[Exercise input]
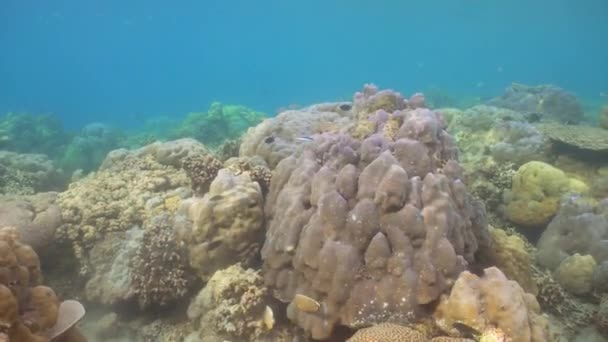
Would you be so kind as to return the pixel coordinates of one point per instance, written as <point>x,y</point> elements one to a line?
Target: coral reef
<point>389,332</point>
<point>602,118</point>
<point>255,167</point>
<point>601,317</point>
<point>492,300</point>
<point>578,227</point>
<point>201,169</point>
<point>37,218</point>
<point>223,227</point>
<point>575,273</point>
<point>278,137</point>
<point>29,311</point>
<point>510,254</point>
<point>397,212</point>
<point>536,192</point>
<point>232,306</point>
<point>129,188</point>
<point>492,143</point>
<point>160,270</point>
<point>549,101</point>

[Task statement]
Pictures aside, retype the material exactly.

[Result for this task]
Would you be so kind as to return the pixel coordinates of one point per instance, written as <point>x,y</point> elements one to a line?
Target: coral reef
<point>389,332</point>
<point>602,118</point>
<point>255,167</point>
<point>601,317</point>
<point>492,300</point>
<point>578,227</point>
<point>201,169</point>
<point>37,218</point>
<point>223,227</point>
<point>575,273</point>
<point>278,137</point>
<point>29,311</point>
<point>510,254</point>
<point>397,212</point>
<point>536,192</point>
<point>232,306</point>
<point>129,188</point>
<point>492,143</point>
<point>160,270</point>
<point>549,101</point>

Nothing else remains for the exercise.